━━━━━ Data supplied ━━━━━

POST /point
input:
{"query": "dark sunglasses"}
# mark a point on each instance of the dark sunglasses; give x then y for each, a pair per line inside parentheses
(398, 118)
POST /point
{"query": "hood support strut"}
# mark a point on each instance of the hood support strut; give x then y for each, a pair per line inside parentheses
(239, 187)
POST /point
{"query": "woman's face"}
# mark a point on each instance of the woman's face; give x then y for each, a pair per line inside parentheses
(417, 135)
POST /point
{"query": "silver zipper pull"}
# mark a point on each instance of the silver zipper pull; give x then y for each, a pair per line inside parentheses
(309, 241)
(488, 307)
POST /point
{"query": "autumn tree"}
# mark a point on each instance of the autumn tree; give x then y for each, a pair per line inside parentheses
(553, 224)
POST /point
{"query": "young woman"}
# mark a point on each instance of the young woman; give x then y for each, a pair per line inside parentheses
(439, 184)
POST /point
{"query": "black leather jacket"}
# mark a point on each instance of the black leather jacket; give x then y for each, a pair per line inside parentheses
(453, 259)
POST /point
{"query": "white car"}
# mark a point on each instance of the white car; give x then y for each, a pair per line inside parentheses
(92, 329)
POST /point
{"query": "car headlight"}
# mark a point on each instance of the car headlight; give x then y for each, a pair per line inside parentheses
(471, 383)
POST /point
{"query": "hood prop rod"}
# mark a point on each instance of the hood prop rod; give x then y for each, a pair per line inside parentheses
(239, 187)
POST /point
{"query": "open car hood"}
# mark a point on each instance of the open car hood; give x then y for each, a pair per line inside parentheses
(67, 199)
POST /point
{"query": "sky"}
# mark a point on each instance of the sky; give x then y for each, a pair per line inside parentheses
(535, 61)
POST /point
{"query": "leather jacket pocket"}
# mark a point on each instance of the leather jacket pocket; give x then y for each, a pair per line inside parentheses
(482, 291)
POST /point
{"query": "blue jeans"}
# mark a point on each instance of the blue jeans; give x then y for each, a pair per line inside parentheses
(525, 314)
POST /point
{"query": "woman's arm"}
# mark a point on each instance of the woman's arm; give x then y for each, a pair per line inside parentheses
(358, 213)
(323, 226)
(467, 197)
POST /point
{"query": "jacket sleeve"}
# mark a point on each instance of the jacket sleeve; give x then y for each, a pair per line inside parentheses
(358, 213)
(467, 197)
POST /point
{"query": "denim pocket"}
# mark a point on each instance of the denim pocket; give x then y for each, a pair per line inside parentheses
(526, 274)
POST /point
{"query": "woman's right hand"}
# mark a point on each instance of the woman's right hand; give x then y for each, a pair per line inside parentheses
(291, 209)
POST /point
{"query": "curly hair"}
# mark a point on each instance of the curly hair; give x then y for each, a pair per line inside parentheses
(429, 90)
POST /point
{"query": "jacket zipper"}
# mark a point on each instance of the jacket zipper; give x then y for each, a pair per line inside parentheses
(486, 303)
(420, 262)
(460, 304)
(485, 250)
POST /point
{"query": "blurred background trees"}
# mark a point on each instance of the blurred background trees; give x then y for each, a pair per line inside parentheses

━━━━━

* **Set task**
Write out every entry word for word.

* **Full answer**
POST /point
input:
{"query": "dark sunglasses"}
# mark a point on each instance of the dark sunglasses; give x then y for each, a pair per line inside parentheses
(398, 118)
POST /point
{"query": "hood support strut"}
# mark a point on each instance of the hood support strut; give x then y for each, a pair per line inside parentheses
(239, 187)
POST /point
{"query": "woman's face"}
# mark a point on each instance of the woman's face; give x then y for each, a pair per line inside parentheses
(417, 135)
POST /point
{"query": "silver zipper pull"}
# mark a point on each instance of the silver zipper pull; give x then y for each, a pair per line inside parentheses
(309, 241)
(488, 307)
POST /point
{"query": "autumn tree"}
# mark a point on each instance of the autumn tree; give x then y for each, a pair per line inside parentheses
(553, 224)
POST /point
{"query": "young woman"}
# mark a point on each instance of the young woman; give x then y for each, a pair per line inside parentheses
(439, 184)
POST /point
{"query": "black leather jacket"}
# mark a point on each instance of the black leather jacket; give x then y for each, a pair per line inside parentheses
(453, 259)
POST /point
{"query": "white car"}
# mark a point on each instance of the white car; give x then y for each, a pair per line inside parentheses
(92, 329)
POST /point
{"query": "car headlight"}
# mark a point on each instance of the car headlight; give x then y for each, a pair per line inside parentheses
(471, 383)
POST /point
{"query": "hood prop rod"}
# mark a point on each instance of the hood prop rod; give x then y for each, a pair per line inside parentheses
(239, 187)
POST /point
{"query": "open car hood"}
# mark a point on each instance of the open car hood; give x then y for each, a pair per line inside parentheses
(67, 199)
POST /point
{"query": "sky"}
# mark a point on each instance of the sky; give x then y for each, a pair per line inside parentheses
(535, 61)
POST /point
{"query": "leather jacket pocket"}
# mark a point on each instance of the leather jacket pocket; give x then y for each, a pair per line inside parentheses
(482, 291)
POST /point
{"query": "blue jeans"}
# mark a point on each instance of the blue jeans; give x then y for each, a pair per line inside parentheses
(525, 314)
POST /point
{"query": "woman's arm"}
# mark a point on each instance of the woman's arm; give x then y for each, a pair per line inside parentheses
(358, 213)
(323, 226)
(467, 197)
POST /point
{"query": "jacket sleeve"}
# mark a point on each instance of the jacket sleeve; give x then y for each, a pair per line inside parentheses
(358, 213)
(467, 197)
POST /point
{"query": "denim pocket"}
# mark a point on each instance of the denim pocket; give x then y for each, a pair per line inside parentheses
(526, 274)
POST /point
{"query": "woman's right hand"}
# mark a point on each instance of the woman's right hand; give x then y for each, a pair per line inside parentheses
(291, 209)
POST /point
{"query": "curly hair"}
# mark a point on each instance of the curly hair; give x then y for each, a pair per line inside parentheses
(429, 90)
POST /point
{"query": "jacket zipper"}
# mark a point on each instance of the jacket zipper; give x then y for each, a pair per line inside parentheses
(486, 303)
(420, 262)
(460, 304)
(485, 250)
POST /point
{"query": "blurred background trees"}
# mark a point on each instance of the blurred background trees; give x then y for each, a pair per line inside parentheses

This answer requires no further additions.